● **読解文**:
以前は皮膚科の偉い先生たちが、肝斑治療にレーザーは禁忌と言っていました。
ところがどっこい、現時点ではレーザーを使った肝斑治療が主流となっています。飲み薬(処方薬も市販薬もある)での肝斑治療もそれなりの効果はあっても、服薬を継続することに関してはリスキーですし、製薬会社も長期服用は控えるように注意喚起しています。
さらにこのような濫用も問題になっていますね。
当院でも複数のレーザーを併用することによって肝斑治療はそれなりに実績を重ねてきたのですが、レーザー自体が古くなったというかポンコツになりつつあるので、今回「Q-スイッチNd:YAGレーザー ハリウッドスペクトラ」を導入しました。スペクトラは以前から普及したレーザーでしたが、当院が今回導入した「ハリウッドスペクトラ」はその最新上位機種です。ハリウッドスペクトラでは長ったらしいので、スペクトラと呼んだ方が馴染みがあると考え今回はスペクトラで話を進めます。
スペクトラレーザーはどこが凄いのか?

● **課題の指示**:
**a.** 肝斑治療の文章で、当院が今回導入したレーザーを指して使われている呼び名をすべて挙げてください。
**b.** 肝斑治療の文章をもとに、次の問いに答えてください。
(i) 以前、皮膚科の偉い先生たちは肝斑治療へのレーザーについて何と言っていたか。
(ii) 製薬会社は飲み薬について何を注意喚起しているか。
(iii) ハリウッドスペクトラはスペクトラに対してどのような機種か。
**c.** 肝斑治療の文章にある「ところがどっこい、現時点ではレーザーを使った肝斑治療が主流となっています。」を英語に訳してください。

● **使用データ**:

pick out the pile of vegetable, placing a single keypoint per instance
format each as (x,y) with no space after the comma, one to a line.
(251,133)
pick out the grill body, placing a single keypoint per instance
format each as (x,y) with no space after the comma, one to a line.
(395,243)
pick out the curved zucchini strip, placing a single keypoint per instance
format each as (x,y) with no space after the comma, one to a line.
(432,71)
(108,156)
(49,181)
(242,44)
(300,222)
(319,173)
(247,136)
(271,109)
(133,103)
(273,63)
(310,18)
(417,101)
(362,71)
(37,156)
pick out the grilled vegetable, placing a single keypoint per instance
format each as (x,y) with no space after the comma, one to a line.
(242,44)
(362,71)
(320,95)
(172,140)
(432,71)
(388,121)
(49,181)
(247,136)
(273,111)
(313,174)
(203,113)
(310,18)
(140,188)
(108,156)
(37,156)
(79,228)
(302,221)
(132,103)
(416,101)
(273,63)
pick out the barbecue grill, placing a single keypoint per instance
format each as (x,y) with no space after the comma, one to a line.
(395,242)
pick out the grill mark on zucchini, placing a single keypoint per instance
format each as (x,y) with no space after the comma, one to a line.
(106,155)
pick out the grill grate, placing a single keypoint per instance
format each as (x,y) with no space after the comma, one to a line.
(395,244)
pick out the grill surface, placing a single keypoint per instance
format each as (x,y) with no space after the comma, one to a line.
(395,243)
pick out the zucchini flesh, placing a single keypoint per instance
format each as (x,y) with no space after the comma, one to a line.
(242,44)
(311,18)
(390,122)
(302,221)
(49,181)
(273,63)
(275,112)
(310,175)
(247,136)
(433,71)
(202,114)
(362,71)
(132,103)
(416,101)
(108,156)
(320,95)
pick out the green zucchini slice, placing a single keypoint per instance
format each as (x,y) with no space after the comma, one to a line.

● **解答**:
**a.**
・Q-スイッチNd:YAGレーザー ハリウッドスペクトラ
・ハリウッドスペクトラ
・スペクトラ
・スペクトラレーザー

**b.**
(i) 禁忌だと言っていた。
(ii) 長期服用を控えること。
(iii) 最新上位機種。

**c.** Contrary to that, melasma treatment using lasers has now become the mainstream.